--- START ---
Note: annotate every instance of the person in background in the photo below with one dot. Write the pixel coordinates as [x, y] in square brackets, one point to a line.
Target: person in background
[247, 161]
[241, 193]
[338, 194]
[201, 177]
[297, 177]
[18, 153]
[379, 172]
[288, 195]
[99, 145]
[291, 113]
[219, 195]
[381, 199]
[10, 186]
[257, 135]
--- END ---
_What to work on:_
Output all entries again exactly; no line may be altered.

_Task solution:_
Note: annotate every instance of the person in background in the photo below with one dot. Write the pixel coordinates as [x, y] in square brackets, one point to a line.
Target: person in background
[247, 161]
[241, 193]
[338, 194]
[201, 177]
[297, 177]
[18, 153]
[379, 172]
[288, 195]
[99, 145]
[291, 113]
[219, 195]
[381, 199]
[10, 186]
[257, 135]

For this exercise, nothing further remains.